■ PAGE EXCERPT ■
Chislehurst () is a suburban district of south-east London, England, in the London Borough of Bromley. It lies east of Bromley, south-west of Sidcup and north-west of Orpington,  south-east of Charing Cross. Before the creation of Greater London in 1965, it was in Kent.

History

The name "Chislehurst" is derived from the Saxon words cisel, "gravel", and hyrst, "wooded hill".

The Walsingham family, including Christopher Marlowe's patron, Sir Thomas Walsingham and Queen Elizabeth I's spymaster, Francis Walsingham, had a home in Scadbury Park, now a nature reserve in which the ruins of the house can still be seen.

A water tower used to straddle the road from Chislehurst to Bromley until it was demolished in 1963 as one of the last acts of the Chislehurst and Sidcup UDC. It marked the entrance to the Wythes Estate in Bickley, but its narrow archway meant that double-decker buses were not able to be used on the route.

Governance
The Chislehurst civil parish formed an urban district of Kent from 1894 to 1934. In 1934 it became part of the Chislehurst and Sidcup Urban District, which was split in 1965 between the London boroughs of Bromley and Bexley. Chislehurst Ward has three councillors on Bromley Council: the first non-Conservative party candidates returned for the ward were Chislehurst Matters members elected in 2022.

Geography
Chislehurst is largely a residential area. Chislehurst West, previously known as "Pricking" or "Prickend", includes the biggest of the ponds and the High Street.

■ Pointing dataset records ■
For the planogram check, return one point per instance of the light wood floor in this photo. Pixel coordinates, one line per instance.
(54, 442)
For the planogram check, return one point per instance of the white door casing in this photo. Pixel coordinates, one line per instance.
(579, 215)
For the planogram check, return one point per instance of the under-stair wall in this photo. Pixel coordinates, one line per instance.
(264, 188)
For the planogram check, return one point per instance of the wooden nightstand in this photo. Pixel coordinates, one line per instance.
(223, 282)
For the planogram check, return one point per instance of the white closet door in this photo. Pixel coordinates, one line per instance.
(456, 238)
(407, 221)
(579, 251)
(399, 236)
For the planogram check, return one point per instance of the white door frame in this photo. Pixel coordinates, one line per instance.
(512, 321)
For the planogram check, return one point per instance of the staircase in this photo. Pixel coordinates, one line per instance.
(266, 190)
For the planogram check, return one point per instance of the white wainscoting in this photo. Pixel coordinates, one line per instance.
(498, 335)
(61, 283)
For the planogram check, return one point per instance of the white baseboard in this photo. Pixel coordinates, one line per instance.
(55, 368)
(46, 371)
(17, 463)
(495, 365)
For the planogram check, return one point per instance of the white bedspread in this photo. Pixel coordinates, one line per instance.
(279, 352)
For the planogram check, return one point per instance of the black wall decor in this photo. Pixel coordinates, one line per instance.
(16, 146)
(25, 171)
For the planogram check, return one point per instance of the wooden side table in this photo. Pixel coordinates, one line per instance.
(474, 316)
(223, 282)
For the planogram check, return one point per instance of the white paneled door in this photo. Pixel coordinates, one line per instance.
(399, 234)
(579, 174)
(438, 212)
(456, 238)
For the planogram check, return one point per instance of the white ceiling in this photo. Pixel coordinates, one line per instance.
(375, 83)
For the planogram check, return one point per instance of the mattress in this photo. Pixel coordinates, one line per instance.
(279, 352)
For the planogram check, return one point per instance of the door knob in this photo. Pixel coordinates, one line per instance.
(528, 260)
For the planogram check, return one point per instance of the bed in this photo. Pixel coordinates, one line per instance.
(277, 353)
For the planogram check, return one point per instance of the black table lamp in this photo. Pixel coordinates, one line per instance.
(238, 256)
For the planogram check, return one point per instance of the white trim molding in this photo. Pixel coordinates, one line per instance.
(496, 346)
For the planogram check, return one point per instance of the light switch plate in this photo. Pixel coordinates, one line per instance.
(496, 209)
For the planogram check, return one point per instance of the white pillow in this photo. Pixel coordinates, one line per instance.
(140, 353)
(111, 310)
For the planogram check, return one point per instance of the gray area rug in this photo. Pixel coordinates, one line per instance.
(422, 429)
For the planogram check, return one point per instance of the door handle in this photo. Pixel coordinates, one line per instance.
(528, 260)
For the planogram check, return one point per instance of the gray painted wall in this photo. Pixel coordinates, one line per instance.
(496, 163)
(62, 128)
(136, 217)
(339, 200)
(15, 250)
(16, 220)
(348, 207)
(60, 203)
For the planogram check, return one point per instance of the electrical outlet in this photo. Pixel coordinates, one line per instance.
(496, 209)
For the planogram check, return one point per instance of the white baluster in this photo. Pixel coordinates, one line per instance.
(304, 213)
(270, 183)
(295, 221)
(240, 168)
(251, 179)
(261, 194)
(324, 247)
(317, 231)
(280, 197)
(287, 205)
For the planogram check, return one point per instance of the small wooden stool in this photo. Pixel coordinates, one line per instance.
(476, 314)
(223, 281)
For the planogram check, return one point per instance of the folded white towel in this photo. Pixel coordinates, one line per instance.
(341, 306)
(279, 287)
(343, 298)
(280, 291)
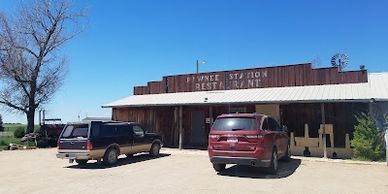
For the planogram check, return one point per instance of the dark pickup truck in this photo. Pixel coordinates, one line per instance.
(105, 140)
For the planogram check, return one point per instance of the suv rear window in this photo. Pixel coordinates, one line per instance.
(234, 124)
(75, 131)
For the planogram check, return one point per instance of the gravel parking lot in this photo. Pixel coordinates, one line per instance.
(188, 171)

■ DIRECTIVES ■
1. Name the four places that the Chislehurst text uses as reference points to give the district's location.
2. Rewrite the Chislehurst text starting at the words "Chislehurst () is" and stopping after "still be seen.", switching "Saxon" to "Old English".
This material has no connection to the text about Chislehurst.

■ OUTPUTS IN ORDER ■
1. Bromley, Sidcup, Orpington, Charing Cross

2.
Chislehurst () is a suburban district of south-east London, England, in the London Borough of Bromley. It lies east of Bromley, south-west of Sidcup and north-west of Orpington,  south-east of Charing Cross. Before the creation of Greater London in 1965, it was in Kent.

History

The name "Chislehurst" is derived from the Old English words cisel, "gravel", and hyrst, "wooded hill".

The Walsingham family, including Christopher Marlowe's patron, Sir Thomas Walsingham and Queen Elizabeth I's spymaster, Francis Walsingham, had a home in Scadbury Park, now a nature reserve in which the ruins of the house can still be seen.